O Edmílson ainda não representa para a torcida a mesma confiança que você oferecia, mas provou que é artilheiro e já caiu nas graças da galera. Ele te surpreendeu? Como você avalia a evolução dele?

É um atacante competente e muito capaz. Vive do trabalho dos outros companheiros para ele, apesar de saber jogar com a bola no pé. Se ele estiver inspirado, acredito que possa ser o fator para decidir a nosso favor. Está com muita moral. É a hora dele.

Em termos gerais para o Vasco, que vem de temporadas complicadas, o que esse título diria fora de campo?

### Conjunto de itens
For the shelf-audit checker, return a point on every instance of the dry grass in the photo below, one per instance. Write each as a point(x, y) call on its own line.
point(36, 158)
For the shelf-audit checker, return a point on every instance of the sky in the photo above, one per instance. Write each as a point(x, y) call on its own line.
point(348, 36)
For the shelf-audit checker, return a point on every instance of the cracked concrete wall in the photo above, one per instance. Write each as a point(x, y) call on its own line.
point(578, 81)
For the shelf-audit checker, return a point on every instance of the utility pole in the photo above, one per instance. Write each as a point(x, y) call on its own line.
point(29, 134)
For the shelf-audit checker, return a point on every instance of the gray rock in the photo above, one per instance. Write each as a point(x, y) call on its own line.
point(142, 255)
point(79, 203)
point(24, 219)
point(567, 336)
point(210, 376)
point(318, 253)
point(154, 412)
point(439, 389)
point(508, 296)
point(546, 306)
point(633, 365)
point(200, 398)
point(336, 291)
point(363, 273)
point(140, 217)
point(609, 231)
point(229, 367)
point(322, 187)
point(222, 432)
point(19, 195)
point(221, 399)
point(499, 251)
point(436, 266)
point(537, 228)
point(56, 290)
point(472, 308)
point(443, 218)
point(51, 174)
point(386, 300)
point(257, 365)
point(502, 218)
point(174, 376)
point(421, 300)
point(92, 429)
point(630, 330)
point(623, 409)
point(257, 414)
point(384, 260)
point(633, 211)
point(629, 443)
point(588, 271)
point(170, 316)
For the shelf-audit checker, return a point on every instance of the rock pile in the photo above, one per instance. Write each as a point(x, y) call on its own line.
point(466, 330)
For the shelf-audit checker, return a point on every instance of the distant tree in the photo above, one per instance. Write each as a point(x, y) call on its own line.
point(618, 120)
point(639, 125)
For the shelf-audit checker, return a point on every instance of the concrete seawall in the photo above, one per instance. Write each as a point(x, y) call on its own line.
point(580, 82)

### Exercícios propostos
(a) Traduza para o inglês a seguinte frase da entrevista: "É um atacante competente e muito capaz."
(b) Modifique o trecho da entrevista que vai de "O Edmílson ainda" a "a hora dele.", trocando "atacante" por "jogador".

### Soluções das tarefas
(a) He is a competent and very capable striker.

(b)
O Edmílson ainda não representa para a torcida a mesma confiança que você oferecia, mas provou que é artilheiro e já caiu nas graças da galera. Ele te surpreendeu? Como você avalia a evolução dele?

É um jogador competente e muito capaz. Vive do trabalho dos outros companheiros para ele, apesar de saber jogar com a bola no pé. Se ele estiver inspirado, acredito que possa ser o fator para decidir a nosso favor. Está com muita moral. É a hora dele.